> **YOUR ASSIGNMENT**
Return exactly the span of lines in the following data that opens with the line containing "of the concrete" and closes with the line containing "Target: concrete slab on ground". Include nothing else.

(ENTRIES SHOWN begins)

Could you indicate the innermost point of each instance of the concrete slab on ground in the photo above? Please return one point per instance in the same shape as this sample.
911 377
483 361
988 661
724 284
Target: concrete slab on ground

(ENTRIES SHOWN ends)
(ENTRIES SHOWN begins)

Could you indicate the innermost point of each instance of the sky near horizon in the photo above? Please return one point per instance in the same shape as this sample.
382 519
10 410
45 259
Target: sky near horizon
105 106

(ENTRIES SHOWN ends)

> **TASK RESULT**
Could you indicate the innermost point of each instance of the concrete slab on ground in the photo above? Please return one point per instance in the same shape as this sample.
911 377
483 361
988 661
724 284
Target: concrete slab on ground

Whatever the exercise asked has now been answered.